■ **Material supplied**:
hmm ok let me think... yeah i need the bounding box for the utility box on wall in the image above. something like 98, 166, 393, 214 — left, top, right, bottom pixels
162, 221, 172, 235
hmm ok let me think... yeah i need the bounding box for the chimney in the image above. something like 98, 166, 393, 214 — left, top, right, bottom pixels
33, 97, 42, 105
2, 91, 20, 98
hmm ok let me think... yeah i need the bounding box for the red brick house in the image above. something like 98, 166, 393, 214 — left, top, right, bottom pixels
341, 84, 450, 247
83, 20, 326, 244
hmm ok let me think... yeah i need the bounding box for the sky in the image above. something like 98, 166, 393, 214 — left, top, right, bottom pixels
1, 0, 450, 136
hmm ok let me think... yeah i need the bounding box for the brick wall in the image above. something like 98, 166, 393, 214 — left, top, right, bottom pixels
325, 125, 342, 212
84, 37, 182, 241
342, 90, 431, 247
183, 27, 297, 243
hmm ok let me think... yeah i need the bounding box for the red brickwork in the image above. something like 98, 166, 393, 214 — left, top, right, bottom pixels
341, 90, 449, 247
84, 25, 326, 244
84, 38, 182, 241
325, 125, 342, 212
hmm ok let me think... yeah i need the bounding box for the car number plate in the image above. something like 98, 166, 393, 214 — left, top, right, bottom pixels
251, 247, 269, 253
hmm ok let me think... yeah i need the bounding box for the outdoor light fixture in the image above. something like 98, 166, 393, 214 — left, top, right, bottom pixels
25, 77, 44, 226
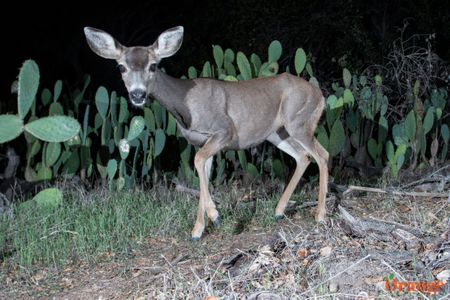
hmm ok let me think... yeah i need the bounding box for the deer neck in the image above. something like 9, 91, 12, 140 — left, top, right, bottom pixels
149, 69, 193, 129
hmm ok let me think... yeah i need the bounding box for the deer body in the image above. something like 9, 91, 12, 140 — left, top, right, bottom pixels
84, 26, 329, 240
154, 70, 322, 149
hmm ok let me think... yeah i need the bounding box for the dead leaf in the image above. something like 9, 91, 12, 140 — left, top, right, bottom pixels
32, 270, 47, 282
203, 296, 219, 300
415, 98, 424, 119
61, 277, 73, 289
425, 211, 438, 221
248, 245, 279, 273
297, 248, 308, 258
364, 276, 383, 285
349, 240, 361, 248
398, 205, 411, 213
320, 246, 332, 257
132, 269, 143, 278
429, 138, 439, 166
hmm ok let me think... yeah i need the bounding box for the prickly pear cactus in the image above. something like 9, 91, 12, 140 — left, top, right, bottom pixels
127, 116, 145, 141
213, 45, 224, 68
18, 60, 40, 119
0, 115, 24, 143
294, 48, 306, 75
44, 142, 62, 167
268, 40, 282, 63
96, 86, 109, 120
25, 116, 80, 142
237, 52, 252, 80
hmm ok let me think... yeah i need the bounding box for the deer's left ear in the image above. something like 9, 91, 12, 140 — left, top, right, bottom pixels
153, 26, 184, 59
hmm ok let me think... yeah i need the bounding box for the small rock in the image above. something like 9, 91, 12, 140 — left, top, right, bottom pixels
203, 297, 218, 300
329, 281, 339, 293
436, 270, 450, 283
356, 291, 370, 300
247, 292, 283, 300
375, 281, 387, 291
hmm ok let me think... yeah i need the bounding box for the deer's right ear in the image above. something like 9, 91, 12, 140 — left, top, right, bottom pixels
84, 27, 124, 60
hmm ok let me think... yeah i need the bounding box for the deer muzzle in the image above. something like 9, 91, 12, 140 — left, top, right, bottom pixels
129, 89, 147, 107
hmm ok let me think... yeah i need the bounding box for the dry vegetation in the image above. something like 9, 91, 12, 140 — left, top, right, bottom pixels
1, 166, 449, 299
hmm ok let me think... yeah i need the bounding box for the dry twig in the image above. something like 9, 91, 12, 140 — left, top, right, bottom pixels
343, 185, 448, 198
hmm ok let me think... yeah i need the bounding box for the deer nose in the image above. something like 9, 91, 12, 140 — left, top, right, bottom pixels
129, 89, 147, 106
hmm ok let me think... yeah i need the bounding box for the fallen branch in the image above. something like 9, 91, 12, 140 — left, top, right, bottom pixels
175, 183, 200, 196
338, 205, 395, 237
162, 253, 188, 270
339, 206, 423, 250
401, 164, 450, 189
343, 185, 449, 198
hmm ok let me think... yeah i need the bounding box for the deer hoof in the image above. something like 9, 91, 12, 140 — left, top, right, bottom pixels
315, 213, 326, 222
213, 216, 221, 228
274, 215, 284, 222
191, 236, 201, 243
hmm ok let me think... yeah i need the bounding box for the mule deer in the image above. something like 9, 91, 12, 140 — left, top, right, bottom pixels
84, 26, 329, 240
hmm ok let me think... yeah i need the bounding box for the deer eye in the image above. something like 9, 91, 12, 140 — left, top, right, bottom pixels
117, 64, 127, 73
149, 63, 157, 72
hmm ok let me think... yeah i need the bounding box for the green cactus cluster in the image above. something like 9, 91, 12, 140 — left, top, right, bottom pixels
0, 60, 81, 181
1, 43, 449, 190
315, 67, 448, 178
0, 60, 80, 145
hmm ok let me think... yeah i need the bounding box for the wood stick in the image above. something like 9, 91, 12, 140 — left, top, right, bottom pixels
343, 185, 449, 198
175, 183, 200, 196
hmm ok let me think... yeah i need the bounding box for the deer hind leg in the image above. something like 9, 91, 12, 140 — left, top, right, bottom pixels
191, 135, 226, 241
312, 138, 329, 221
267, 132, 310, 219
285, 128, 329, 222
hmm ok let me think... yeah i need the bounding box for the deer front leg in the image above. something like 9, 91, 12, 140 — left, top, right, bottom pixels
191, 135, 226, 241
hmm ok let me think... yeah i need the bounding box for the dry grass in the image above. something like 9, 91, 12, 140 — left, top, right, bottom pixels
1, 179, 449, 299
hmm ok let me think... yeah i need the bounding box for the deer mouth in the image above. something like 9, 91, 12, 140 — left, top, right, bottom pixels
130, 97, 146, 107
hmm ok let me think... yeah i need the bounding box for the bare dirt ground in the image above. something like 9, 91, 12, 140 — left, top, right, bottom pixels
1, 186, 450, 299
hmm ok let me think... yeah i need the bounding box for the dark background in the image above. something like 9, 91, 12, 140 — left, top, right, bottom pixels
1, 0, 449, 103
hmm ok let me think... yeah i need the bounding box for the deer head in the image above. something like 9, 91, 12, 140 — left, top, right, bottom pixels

■ **Your goal**: With the pictures removed, write the listing out word for word.

■ **Response area**:
hmm ok let me think... yeah i need the bounding box for the utility box on wall in the image above. something like 98, 166, 393, 214 — left, top, right, bottom pixels
162, 221, 172, 235
hmm ok let me think... yeah i need the bounding box for the chimney in the image above. something like 98, 166, 393, 214 — left, top, right, bottom pixels
33, 97, 42, 105
2, 91, 20, 98
hmm ok let me think... yeah i need the bounding box for the red brick house in the image above. something like 98, 166, 393, 214 — left, top, right, bottom pixels
341, 84, 450, 247
83, 20, 326, 244
hmm ok let me think... yeah i need the bounding box for the sky in the image above. something like 98, 166, 393, 214 — left, top, right, bottom pixels
1, 0, 450, 136
hmm ok let me think... yeah i need the bounding box for the brick wall in the image above. something like 98, 166, 393, 214 — left, top, right, bottom pixels
325, 125, 342, 212
84, 37, 182, 241
342, 90, 431, 247
183, 27, 297, 243
hmm ok let me think... yeah i need the bounding box for the red brickwork in the image above. something like 98, 166, 393, 214 — left, top, right, bottom pixels
341, 90, 449, 247
84, 25, 326, 244
84, 38, 182, 241
325, 125, 342, 212
hmm ok let me think... yeah i need the bounding box for the car number plate in the image above. something like 98, 166, 393, 214 — left, top, right, bottom pixels
251, 247, 269, 253
hmm ok let me think... yeah i need the bounding box for the outdoor light fixture in the image above. something like 98, 166, 393, 214 — left, top, right, bottom pixels
25, 77, 44, 226
hmm ok let me think... yeah i need the bounding box for the deer neck in the image above. something like 9, 91, 12, 140 — left, top, right, bottom pixels
149, 69, 193, 129
hmm ok let me think... yeah i need the bounding box for the deer body in the image above. something like 9, 91, 12, 140 — left, top, right, bottom pixels
84, 26, 329, 240
154, 70, 322, 149
hmm ok let me think... yeah i need the bounding box for the dead leaf in the image above. something like 9, 91, 12, 140 — left, top, right, bottom pixels
32, 270, 47, 282
203, 296, 219, 300
415, 98, 424, 119
61, 277, 73, 289
425, 211, 438, 221
248, 245, 279, 273
297, 248, 308, 258
364, 276, 383, 285
349, 240, 361, 248
398, 205, 411, 213
320, 246, 332, 257
132, 269, 143, 278
429, 138, 439, 166
hmm ok let me think... yeah i need the bounding box for the prickly pear cactus in the image above. something like 9, 91, 12, 140 — left, top, right, bottom pixels
127, 116, 145, 141
213, 45, 224, 68
18, 60, 40, 119
0, 115, 24, 143
294, 48, 306, 75
44, 142, 62, 167
268, 40, 282, 63
96, 86, 109, 120
25, 116, 80, 142
237, 52, 252, 80
hmm ok let me think... yeah i need the bounding box for the deer's left ear in the image above. something like 9, 91, 12, 140 — left, top, right, bottom pixels
153, 26, 184, 59
hmm ok let me think... yeah i need the bounding box for the small rock in the image above. something like 9, 91, 12, 140 — left, top, right, bottom pixels
203, 297, 218, 300
329, 281, 339, 293
436, 270, 450, 283
356, 291, 370, 300
247, 292, 283, 300
375, 281, 387, 291
hmm ok let me think... yeah i need the bounding box for the deer's right ear in the image above. something like 9, 91, 12, 140 — left, top, right, bottom pixels
84, 27, 124, 60
hmm ok let me think... yeah i need the bounding box for the deer muzzle in the image above. something like 9, 91, 12, 140 — left, top, right, bottom pixels
129, 89, 147, 107
hmm ok let me think... yeah i need the bounding box for the dry vegetation in the image above. something like 9, 91, 12, 140 — left, top, right, bottom pixels
1, 166, 449, 299
hmm ok let me think... yeah i need the bounding box for the dry twig in the image above. something like 9, 91, 12, 140 — left, top, right, bottom pixels
343, 185, 448, 198
hmm ok let me think... yeah i need the bounding box for the deer nose in the image above. something like 9, 91, 12, 140 — left, top, right, bottom pixels
129, 89, 147, 106
hmm ok let me think... yeah i need the bounding box for the fallen branch in the image above. something like 9, 91, 12, 140 — left, top, right, bottom pixels
175, 183, 200, 196
338, 205, 395, 237
162, 253, 188, 270
339, 206, 423, 250
401, 164, 450, 189
343, 185, 449, 198
hmm ok let me think... yeah i need the bounding box for the deer hoof in the image above. something like 9, 91, 12, 140 — left, top, right, bottom pixels
315, 213, 326, 222
213, 216, 221, 228
274, 215, 284, 222
191, 236, 201, 243
hmm ok let me think... yeah i need the bounding box for the mule deer in the image above. something like 9, 91, 12, 140 — left, top, right, bottom pixels
84, 26, 329, 240
hmm ok let me think... yeah i need the bounding box for the deer eye in the image above. something like 9, 91, 12, 140 — left, top, right, bottom pixels
117, 64, 127, 73
149, 63, 157, 72
hmm ok let me think... yeah i need the bounding box for the green cactus cluster in the image above. something like 9, 91, 12, 140 — left, top, right, bottom pixels
0, 60, 81, 181
1, 43, 449, 190
315, 67, 448, 178
0, 60, 80, 145
hmm ok let me think... yeah i need the bounding box for the wood stick in the image above. something like 9, 91, 12, 140 — left, top, right, bottom pixels
343, 185, 449, 198
175, 183, 200, 196
hmm ok let me think... yeah i need the bounding box for the deer hind leg in the image above. something like 9, 91, 12, 140 — left, top, right, bottom pixels
191, 135, 226, 241
312, 138, 329, 221
267, 132, 310, 219
285, 128, 329, 222
hmm ok let me think... yeah i need the bounding box for the deer front leg in the image above. something like 9, 91, 12, 140 — left, top, right, bottom pixels
191, 135, 226, 241
hmm ok let me think... yeah i need the bounding box for the dry grass in the image above. something like 9, 91, 12, 140 — left, top, right, bottom pixels
1, 179, 449, 299
hmm ok let me think... yeah i need the bounding box for the deer mouth in the image above. something like 9, 91, 12, 140 — left, top, right, bottom pixels
130, 97, 146, 107
hmm ok let me think... yeah i need the bounding box for the bare dirt ground in the image above. something like 9, 91, 12, 140 — left, top, right, bottom pixels
1, 186, 450, 299
hmm ok let me think... yeah i need the bounding box for the dark background in the image above. something like 9, 91, 12, 140 — left, top, right, bottom pixels
1, 0, 449, 103
hmm ok let me think... yeah i need the bounding box for the deer head in the image above. something like 9, 91, 12, 140 — left, top, right, bottom pixels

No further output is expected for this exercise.